• **EXERCISE REQUIREMENTS**:
Which lines below contain the word "straw"? Locate each of them and copy it out in full.
::: RECORDS PROVIDED
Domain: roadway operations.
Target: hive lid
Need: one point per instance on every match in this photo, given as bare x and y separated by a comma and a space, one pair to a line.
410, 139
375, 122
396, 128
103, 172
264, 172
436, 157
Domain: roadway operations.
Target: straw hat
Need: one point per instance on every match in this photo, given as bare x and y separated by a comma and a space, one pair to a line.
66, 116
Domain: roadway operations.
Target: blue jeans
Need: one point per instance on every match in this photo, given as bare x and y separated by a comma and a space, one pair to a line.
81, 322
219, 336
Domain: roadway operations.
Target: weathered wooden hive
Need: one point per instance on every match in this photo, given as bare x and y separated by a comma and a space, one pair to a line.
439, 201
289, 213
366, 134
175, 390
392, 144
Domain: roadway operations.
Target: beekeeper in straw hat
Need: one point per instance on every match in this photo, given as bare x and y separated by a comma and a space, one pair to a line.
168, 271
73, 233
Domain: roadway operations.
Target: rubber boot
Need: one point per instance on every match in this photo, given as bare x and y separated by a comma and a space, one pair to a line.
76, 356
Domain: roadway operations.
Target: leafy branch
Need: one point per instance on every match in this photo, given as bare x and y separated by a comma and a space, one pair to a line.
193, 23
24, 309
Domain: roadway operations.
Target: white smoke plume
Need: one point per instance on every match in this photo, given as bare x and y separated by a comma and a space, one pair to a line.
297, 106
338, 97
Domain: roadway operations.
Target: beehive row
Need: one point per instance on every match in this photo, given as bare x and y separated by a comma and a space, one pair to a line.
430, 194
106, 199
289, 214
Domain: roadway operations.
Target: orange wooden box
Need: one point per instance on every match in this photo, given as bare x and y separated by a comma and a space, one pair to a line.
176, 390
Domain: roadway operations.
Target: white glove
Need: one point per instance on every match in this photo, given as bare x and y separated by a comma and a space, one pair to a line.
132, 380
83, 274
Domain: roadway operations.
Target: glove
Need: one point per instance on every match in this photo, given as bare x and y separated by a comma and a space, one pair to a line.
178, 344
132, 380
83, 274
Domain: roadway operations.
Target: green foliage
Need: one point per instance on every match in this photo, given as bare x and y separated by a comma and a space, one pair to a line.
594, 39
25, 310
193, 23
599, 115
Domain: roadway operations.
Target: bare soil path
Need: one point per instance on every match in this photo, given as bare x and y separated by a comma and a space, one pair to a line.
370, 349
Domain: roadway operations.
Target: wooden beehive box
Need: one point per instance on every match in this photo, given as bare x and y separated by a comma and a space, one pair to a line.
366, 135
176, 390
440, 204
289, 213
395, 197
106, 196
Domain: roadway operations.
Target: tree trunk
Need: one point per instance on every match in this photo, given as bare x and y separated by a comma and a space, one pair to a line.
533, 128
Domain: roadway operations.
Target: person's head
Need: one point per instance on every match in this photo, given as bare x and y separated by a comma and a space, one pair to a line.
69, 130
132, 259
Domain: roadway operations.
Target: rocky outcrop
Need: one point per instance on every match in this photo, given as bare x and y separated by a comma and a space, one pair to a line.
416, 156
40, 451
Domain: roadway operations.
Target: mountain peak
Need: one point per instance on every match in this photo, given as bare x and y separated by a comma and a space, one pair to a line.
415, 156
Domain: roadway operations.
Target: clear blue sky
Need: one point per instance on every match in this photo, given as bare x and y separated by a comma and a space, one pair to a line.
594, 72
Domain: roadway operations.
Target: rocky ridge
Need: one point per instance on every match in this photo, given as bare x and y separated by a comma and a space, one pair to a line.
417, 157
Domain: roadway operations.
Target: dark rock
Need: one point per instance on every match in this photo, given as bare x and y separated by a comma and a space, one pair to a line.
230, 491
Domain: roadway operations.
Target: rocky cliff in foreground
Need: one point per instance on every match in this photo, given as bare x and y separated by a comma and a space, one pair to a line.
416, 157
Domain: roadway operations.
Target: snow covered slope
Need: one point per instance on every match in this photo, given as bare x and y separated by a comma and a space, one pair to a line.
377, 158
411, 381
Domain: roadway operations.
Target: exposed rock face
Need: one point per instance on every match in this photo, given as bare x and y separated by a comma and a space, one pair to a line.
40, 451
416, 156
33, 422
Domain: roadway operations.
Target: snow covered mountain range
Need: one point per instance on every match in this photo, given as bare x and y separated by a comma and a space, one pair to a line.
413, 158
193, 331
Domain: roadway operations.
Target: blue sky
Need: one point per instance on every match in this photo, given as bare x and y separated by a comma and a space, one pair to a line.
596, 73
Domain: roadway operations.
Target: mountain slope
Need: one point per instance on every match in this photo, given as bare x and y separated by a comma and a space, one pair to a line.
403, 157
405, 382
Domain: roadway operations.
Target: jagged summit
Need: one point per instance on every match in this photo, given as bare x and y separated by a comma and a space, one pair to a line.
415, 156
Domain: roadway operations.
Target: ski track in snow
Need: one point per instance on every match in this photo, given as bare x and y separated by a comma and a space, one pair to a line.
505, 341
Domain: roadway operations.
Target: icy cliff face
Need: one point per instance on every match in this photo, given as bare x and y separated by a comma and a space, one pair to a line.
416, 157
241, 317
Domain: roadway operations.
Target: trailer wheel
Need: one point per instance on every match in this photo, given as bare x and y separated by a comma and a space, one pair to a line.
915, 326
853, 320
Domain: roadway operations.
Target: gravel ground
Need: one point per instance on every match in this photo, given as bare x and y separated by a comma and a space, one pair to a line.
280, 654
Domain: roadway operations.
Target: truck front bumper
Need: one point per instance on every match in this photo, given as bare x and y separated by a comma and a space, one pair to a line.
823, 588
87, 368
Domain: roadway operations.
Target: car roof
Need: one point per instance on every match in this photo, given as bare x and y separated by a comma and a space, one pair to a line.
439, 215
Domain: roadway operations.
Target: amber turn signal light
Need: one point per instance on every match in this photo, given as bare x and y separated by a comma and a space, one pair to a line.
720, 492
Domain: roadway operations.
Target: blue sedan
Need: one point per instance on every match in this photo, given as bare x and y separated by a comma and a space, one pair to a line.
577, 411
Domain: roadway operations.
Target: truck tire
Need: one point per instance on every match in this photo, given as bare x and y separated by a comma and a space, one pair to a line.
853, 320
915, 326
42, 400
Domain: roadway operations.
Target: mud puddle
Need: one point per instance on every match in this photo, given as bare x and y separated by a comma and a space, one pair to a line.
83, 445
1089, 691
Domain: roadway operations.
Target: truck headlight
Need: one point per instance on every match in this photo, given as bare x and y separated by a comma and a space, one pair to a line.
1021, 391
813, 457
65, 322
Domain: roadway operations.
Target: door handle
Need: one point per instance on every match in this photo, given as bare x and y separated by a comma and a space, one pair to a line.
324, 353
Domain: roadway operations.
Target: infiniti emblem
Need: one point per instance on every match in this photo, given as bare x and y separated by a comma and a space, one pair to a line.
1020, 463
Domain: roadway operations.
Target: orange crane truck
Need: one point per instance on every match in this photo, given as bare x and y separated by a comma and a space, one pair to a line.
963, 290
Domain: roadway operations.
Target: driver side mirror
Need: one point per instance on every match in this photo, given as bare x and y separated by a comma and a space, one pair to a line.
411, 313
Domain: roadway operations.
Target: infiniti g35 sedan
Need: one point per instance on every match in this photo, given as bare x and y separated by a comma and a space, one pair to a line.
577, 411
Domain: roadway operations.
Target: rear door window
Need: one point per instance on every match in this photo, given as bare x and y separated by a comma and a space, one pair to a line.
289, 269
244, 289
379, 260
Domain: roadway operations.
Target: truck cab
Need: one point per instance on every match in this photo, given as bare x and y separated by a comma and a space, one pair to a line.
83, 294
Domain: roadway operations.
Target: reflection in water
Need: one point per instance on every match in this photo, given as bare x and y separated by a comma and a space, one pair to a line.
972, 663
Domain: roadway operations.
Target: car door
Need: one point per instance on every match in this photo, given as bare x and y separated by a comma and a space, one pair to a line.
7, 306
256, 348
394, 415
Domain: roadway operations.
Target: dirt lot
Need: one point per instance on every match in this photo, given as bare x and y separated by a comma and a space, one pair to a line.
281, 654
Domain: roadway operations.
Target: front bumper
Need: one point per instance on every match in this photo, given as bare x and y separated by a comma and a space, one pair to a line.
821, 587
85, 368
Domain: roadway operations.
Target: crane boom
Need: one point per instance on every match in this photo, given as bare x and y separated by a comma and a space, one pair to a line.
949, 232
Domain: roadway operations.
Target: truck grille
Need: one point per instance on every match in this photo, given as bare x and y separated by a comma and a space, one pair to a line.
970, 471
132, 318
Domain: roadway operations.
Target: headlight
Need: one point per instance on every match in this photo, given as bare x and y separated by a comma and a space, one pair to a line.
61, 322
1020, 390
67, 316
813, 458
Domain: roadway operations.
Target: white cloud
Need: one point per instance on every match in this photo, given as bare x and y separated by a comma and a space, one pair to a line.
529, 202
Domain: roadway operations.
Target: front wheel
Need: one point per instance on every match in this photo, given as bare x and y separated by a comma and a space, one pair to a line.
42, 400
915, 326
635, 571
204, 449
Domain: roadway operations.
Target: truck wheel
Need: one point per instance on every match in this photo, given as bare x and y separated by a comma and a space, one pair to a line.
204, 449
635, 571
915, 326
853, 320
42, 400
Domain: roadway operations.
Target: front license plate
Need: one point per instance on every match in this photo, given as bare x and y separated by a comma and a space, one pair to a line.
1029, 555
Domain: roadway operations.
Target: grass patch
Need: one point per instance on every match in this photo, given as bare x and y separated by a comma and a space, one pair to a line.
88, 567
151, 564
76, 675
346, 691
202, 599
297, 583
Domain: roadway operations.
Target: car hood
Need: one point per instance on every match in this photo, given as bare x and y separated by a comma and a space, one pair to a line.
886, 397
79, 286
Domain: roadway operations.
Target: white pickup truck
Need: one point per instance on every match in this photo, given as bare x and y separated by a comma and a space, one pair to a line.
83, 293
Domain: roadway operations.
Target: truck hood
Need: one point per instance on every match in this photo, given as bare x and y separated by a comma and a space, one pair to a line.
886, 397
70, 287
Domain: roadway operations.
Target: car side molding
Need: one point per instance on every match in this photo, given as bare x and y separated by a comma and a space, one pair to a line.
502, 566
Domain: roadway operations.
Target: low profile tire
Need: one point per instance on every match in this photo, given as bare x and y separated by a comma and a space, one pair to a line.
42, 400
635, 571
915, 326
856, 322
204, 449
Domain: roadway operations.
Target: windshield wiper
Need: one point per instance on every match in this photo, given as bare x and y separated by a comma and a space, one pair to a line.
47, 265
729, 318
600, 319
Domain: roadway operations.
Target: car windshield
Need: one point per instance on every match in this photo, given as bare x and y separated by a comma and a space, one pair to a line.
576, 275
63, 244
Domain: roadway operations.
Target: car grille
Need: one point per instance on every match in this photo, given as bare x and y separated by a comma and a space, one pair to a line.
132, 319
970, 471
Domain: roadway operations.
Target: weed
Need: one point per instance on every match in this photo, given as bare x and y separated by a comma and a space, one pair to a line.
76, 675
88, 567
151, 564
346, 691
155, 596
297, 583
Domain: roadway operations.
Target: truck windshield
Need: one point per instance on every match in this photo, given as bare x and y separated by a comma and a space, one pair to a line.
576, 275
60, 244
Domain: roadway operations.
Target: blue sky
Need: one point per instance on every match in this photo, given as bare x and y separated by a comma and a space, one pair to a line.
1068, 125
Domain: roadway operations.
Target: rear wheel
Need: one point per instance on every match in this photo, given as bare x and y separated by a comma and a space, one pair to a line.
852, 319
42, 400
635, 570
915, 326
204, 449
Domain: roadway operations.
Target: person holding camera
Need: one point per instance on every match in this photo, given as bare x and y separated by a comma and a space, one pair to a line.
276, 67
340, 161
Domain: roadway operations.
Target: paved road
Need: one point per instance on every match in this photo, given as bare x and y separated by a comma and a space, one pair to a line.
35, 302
::::::
• **EXPECTED ANSWER**:
Target: straw hat
Target: beekeeper in straw hat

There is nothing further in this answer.